*TASK TO COMPLETE*. Rewrite all the records below, changing every "innermost" to "most central" and leaving everything else untouched.

══ DATASET ══

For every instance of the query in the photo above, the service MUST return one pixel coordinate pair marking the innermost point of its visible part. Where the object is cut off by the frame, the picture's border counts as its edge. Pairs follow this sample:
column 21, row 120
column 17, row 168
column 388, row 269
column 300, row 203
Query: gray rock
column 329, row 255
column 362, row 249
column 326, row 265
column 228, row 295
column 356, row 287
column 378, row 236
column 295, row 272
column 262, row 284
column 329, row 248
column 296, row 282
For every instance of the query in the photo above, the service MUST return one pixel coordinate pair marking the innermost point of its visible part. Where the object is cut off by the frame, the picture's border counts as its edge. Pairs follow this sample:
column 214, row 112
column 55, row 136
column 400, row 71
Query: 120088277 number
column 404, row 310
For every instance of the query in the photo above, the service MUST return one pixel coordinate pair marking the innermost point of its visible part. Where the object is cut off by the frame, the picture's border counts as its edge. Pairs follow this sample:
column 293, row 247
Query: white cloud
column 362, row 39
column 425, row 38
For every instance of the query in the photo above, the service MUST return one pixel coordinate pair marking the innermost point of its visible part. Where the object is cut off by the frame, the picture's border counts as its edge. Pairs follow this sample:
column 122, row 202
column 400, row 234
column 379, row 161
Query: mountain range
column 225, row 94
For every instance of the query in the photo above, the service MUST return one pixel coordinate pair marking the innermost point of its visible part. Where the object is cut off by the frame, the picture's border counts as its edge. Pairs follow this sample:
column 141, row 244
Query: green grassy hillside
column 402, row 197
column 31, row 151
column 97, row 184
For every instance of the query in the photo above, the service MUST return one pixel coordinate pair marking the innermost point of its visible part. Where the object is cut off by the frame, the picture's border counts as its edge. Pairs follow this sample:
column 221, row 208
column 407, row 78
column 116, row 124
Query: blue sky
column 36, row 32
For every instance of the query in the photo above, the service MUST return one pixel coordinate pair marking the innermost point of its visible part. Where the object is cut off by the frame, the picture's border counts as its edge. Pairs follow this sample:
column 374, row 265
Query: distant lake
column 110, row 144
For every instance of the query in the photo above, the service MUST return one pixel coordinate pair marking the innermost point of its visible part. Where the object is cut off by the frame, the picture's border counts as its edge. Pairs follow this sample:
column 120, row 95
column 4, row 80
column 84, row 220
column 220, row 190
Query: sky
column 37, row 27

═══

*FINAL ANSWER*.
For every instance of the query in the photo above, the service MUST return one pixel coordinate pair marking the most central point of its visible part. Where the object is cut off by the frame, the picture's border counts as its edge. Pairs follow this sample:
column 21, row 120
column 17, row 168
column 388, row 269
column 300, row 203
Query: gray rock
column 329, row 255
column 362, row 249
column 326, row 265
column 228, row 295
column 356, row 287
column 378, row 236
column 295, row 272
column 262, row 284
column 329, row 248
column 296, row 282
For every instance of the query in the photo above, the service MUST return one pixel coordinate pair marking the most central point of its visible part. Where the object is cut off by the frame, the picture's border counts as its edge. Pairs follow this sample:
column 214, row 112
column 55, row 136
column 400, row 71
Query: 120088277 number
column 404, row 310
For every instance of the query in the photo above, the service MUST return one pixel coordinate pair marking the most central point of its visible part. Where the object is cut off by the frame, the picture's border counts as its edge. Pairs follow this sample:
column 293, row 247
Query: white cloud
column 362, row 39
column 425, row 38
For every instance of the query in the photo above, the service MUST return one pixel coordinate pair marking the most central point of its visible part. Where the object is cut off by the frame, the picture's border counts as its edge. Pairs follow this sample:
column 122, row 202
column 400, row 234
column 379, row 161
Query: mountain range
column 225, row 94
For every instance of the query in the photo above, the service MUST return one pixel coordinate pair marking the most central point of its visible part. Where the object is cut off by the frame, the picture's border counts as its edge. Pairs follow this sample:
column 141, row 244
Query: green grassy hillside
column 402, row 197
column 31, row 151
column 97, row 184
For every instance of the query in the photo above, the service MUST return one pixel coordinate pair marking the most central point of its visible part. Where the object is cut off by the frame, the picture's border counts as its edge. Pairs follow this sample:
column 221, row 208
column 407, row 78
column 116, row 124
Query: blue sky
column 36, row 32
For every instance of the query in the photo above, the service MUST return one pixel coordinate pair marking the most central point of its visible part. Where the object is cut off by the frame, the picture's border counts as its edge. Pairs follow this sample:
column 374, row 265
Query: distant lake
column 110, row 144
For every instance of the query in the photo above, the service MUST return one pixel coordinate pair marking the most central point of its visible part. Where the object is cut off by the frame, the picture's border counts as its edge. Pairs follow this sample:
column 120, row 95
column 4, row 80
column 84, row 220
column 220, row 190
Query: sky
column 37, row 27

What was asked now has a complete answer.